*Written request:* Please copy out every line of the records below verbatim, leaving out the pictures.

═════ Exercise inputs ═════

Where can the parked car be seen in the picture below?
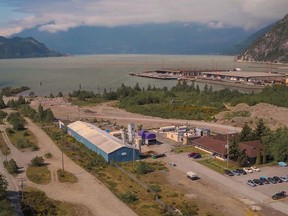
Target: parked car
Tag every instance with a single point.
(172, 164)
(277, 179)
(158, 156)
(279, 195)
(271, 180)
(284, 178)
(228, 172)
(241, 171)
(198, 155)
(248, 170)
(192, 175)
(258, 181)
(192, 154)
(251, 183)
(264, 180)
(255, 169)
(235, 172)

═════

*Correct output:*
Where can the parked car be seen in the picture below?
Target: parked car
Tag every instance with a single point.
(172, 164)
(277, 179)
(158, 156)
(279, 195)
(271, 180)
(284, 178)
(228, 172)
(241, 171)
(198, 155)
(248, 170)
(192, 175)
(258, 181)
(192, 154)
(251, 183)
(264, 180)
(255, 169)
(235, 172)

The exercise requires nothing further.